[SELECTED TEXT]
Report projects U.S. population decline as birth rates remain low — By: Catholic News Agency

A report from the Institute for Family Studies warns that the United States is approaching a demographic turning point, with fertility rates continuing to fall well below replacement levels and population declines increasingly likely in the coming decades unless current trends change.

The report, titled ”The Demographic Dead End: 2026 State of Fertility Report,” presents estimates of fertility trends for every state dating back to 1917. As part of the nation’s 250th anniversary, researchers also reconstructed birth rates in Massachusetts dating to 1660, offering one of the longest historical views of American fertility ever compiled.

According to the report, the U.S. fertility rate has fallen to about 1.6 children per woman, well below the replacement level of about 2.1 needed to maintain a stable population without immigration. Researchers said the decline is no longer a temporary consequence of delayed childbearing but reflects a sustained demographic shift.

[DATASET]
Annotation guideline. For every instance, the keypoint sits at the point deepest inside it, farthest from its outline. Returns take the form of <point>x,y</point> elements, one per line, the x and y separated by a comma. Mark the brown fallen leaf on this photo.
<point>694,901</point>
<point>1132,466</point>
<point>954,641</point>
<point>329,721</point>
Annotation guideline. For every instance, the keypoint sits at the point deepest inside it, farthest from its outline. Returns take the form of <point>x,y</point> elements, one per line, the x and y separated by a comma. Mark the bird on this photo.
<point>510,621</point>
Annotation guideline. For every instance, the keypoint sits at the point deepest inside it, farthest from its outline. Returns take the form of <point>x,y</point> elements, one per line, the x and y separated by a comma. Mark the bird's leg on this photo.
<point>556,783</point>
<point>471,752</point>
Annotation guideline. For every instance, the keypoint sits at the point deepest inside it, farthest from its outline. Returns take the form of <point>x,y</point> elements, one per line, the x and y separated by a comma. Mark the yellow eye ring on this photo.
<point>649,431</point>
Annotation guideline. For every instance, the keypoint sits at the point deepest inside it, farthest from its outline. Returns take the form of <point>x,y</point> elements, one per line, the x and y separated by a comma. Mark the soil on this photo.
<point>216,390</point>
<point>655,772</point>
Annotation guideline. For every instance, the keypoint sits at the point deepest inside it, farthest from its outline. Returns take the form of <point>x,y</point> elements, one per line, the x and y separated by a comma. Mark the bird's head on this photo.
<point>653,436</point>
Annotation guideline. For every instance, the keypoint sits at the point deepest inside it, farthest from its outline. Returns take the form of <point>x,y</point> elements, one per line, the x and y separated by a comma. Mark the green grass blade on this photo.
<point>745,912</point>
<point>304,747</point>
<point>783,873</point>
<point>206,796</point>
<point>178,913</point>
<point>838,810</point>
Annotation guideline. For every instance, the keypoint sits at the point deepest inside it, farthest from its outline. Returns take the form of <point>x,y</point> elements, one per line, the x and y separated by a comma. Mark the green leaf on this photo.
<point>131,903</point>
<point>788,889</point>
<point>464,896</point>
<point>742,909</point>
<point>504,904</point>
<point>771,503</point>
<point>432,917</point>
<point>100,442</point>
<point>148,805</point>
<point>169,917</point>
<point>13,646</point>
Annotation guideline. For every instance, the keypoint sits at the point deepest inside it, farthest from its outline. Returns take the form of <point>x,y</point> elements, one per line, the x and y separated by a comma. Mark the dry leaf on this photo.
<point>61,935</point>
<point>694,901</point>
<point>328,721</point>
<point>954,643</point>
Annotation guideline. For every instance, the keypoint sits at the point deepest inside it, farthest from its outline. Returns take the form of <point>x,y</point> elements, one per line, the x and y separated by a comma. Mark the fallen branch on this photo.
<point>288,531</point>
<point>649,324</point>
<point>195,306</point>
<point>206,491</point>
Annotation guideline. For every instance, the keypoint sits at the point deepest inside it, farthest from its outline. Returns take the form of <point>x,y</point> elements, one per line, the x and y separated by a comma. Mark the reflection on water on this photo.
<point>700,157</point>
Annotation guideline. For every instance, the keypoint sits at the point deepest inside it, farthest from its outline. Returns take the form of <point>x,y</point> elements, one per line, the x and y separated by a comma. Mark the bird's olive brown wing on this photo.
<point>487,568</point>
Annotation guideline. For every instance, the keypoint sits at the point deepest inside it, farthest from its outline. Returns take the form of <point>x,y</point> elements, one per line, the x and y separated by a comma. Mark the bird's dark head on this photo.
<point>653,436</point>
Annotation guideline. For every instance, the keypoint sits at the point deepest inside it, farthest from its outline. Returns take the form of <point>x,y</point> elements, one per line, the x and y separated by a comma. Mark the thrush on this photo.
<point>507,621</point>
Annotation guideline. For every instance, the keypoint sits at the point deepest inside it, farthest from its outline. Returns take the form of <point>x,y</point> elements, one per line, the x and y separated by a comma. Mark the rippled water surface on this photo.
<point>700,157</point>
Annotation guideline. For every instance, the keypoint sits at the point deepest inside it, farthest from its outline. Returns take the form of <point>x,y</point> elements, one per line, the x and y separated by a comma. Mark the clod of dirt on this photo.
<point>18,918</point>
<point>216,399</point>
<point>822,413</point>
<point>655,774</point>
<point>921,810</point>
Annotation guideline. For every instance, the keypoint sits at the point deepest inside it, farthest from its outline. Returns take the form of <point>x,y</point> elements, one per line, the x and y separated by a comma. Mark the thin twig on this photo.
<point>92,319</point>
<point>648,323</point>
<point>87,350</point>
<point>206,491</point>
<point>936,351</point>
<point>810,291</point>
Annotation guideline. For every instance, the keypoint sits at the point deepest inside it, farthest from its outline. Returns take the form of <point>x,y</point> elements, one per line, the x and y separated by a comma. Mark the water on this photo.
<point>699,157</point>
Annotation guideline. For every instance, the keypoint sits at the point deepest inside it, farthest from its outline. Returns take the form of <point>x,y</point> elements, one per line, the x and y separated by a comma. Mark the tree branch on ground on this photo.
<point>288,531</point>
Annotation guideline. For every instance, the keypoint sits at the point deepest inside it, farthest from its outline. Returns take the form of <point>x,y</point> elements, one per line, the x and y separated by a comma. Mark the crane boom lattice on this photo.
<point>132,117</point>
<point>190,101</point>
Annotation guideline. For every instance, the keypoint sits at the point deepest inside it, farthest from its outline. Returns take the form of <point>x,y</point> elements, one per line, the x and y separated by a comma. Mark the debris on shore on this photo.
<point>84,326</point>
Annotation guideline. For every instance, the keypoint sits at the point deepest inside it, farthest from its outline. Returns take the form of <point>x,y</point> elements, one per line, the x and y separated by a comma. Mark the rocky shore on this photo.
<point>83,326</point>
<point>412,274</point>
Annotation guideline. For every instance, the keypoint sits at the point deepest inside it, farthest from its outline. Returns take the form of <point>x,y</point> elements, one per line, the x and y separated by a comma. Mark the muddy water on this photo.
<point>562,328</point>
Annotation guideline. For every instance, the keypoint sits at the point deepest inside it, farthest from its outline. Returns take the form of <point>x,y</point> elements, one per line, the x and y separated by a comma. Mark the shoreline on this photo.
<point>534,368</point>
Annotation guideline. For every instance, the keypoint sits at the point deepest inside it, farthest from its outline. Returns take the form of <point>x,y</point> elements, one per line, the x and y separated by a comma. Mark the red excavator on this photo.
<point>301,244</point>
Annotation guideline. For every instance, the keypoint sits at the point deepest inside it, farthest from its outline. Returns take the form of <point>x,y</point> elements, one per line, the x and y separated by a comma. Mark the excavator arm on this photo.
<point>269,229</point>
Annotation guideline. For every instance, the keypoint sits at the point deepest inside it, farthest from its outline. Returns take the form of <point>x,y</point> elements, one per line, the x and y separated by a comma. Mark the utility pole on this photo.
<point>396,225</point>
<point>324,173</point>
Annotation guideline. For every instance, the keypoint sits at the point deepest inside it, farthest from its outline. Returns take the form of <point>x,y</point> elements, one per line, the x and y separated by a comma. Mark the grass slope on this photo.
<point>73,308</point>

[REQUIRED WORK]
• a. Answer these questions using the birth-rate article:
(i) Which organization put out the report?
(ii) Back to what year did researchers reconstruct Massachusetts birth rates?
(iii) What does the report give as the current U.S. fertility rate?
• b. Print the stretch of the birth-rate article from "Report projects U.S." through "fertility ever compiled.".
The lines have no connection to the birth-rate article.

[WRITTEN ANSWERS]
• a.
(i) The Institute for Family Studies
(ii) 1660
(iii) About 1.6 children per woman

• b.
Report projects U.S. population decline as birth rates remain low — By: Catholic News Agency

A report from the Institute for Family Studies warns that the United States is approaching a demographic turning point, with fertility rates continuing to fall well below replacement levels and population declines increasingly likely in the coming decades unless current trends change.

The report, titled ”The Demographic Dead End: 2026 State of Fertility Report,” presents estimates of fertility trends for every state dating back to 1917. As part of the nation’s 250th anniversary, researchers also reconstructed birth rates in Massachusetts dating to 1660, offering one of the longest historical views of American fertility ever compiled.